Exercise passage:
* * *
# Bench Help (Vise opinions, size)



## GlennsGrandson (Jan 29, 2012)

I'm looking to start building a new bench next week, about 2'x8'. I want a large twin screw style vise on the front and something on the end to use for dog holes down the length of the bench and for clamping of course. I am not going to get the twin screw, I am just going to get two Lee Valley (single) Tail-Vise Screws and use them in one large piece of wood (independently, but at the same time if that makes sense). I will save money that way and I can live with it.

My main questions are:

1) Will the Grizzly H7788 Cabinet Maker's Vise be a good choice for the end vise? (I am not interested in a tail vise)









2) What do the fellow LJ's think/feel about using two Tail-Vise Screws about 24" apart in a twin screw style fashion? I will put this on the front and all the way to the left and probably have dog holes down the right leg or on a slider to support larger sheets/pieces while using the right side of the vise to hold a piece (vertically, for working on an edge).
* * *
Can you resume the forum post about workbench vises from the point where it stops?
* * *
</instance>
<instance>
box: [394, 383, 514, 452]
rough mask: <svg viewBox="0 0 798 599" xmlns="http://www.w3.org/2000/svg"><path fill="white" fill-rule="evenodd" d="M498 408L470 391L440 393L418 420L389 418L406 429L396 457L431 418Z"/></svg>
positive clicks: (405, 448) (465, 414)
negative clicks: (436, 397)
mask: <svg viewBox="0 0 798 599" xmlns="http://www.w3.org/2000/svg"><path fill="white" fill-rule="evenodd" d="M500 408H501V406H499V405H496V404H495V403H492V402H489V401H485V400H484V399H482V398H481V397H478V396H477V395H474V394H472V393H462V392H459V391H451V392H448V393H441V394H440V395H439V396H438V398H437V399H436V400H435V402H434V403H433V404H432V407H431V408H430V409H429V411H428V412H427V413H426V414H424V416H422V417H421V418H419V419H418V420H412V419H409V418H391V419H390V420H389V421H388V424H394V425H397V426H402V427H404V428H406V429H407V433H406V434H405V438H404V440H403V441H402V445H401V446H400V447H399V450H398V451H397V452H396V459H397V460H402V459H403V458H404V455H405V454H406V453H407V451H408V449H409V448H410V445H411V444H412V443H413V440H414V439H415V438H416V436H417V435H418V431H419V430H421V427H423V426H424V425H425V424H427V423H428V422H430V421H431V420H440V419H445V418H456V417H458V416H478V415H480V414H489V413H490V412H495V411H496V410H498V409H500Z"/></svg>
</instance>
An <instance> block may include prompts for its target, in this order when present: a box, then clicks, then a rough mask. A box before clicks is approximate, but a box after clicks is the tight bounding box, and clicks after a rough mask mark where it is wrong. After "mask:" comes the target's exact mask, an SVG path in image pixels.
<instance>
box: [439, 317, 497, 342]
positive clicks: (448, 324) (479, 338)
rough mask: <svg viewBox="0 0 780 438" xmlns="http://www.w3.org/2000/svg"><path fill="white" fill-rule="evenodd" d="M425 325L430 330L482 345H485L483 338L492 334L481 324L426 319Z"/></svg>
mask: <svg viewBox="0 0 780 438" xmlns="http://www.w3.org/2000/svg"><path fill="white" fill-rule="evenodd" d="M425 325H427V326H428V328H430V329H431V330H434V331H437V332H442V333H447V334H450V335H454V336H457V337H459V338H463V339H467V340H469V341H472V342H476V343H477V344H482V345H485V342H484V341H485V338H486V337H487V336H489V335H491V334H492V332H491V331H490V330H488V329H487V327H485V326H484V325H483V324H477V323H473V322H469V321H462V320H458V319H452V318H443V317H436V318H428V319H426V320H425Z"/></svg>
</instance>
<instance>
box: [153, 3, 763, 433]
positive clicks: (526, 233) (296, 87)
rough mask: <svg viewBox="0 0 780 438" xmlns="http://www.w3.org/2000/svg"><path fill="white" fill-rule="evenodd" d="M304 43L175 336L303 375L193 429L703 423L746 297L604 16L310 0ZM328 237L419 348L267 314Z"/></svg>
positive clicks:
* * *
Reply:
3) A 2'x8' bench, to long, wide, narrow? I work out of a garage, I am limited to one stall in the winter and two the rest of the year. How wide and long are your benches and what do you think of them?

4) Also, tool well/tray/catch all (like on the back of a klausz)? I am very much undecided on this, I see the pros and cons, quick clearing of space, but catches all the chips and dust..

Thanks for any input, you don't have to answer all the questions, any advise would be helpful.


----------



## mojapitt (Dec 31, 2011)

Space is always a tough consideration. Mine is 4×8, but my shop is 36×48. A blessing only a few have. I have only a small wood vise. Haven't decided on a big one yet. Definitely interested in what direction you go.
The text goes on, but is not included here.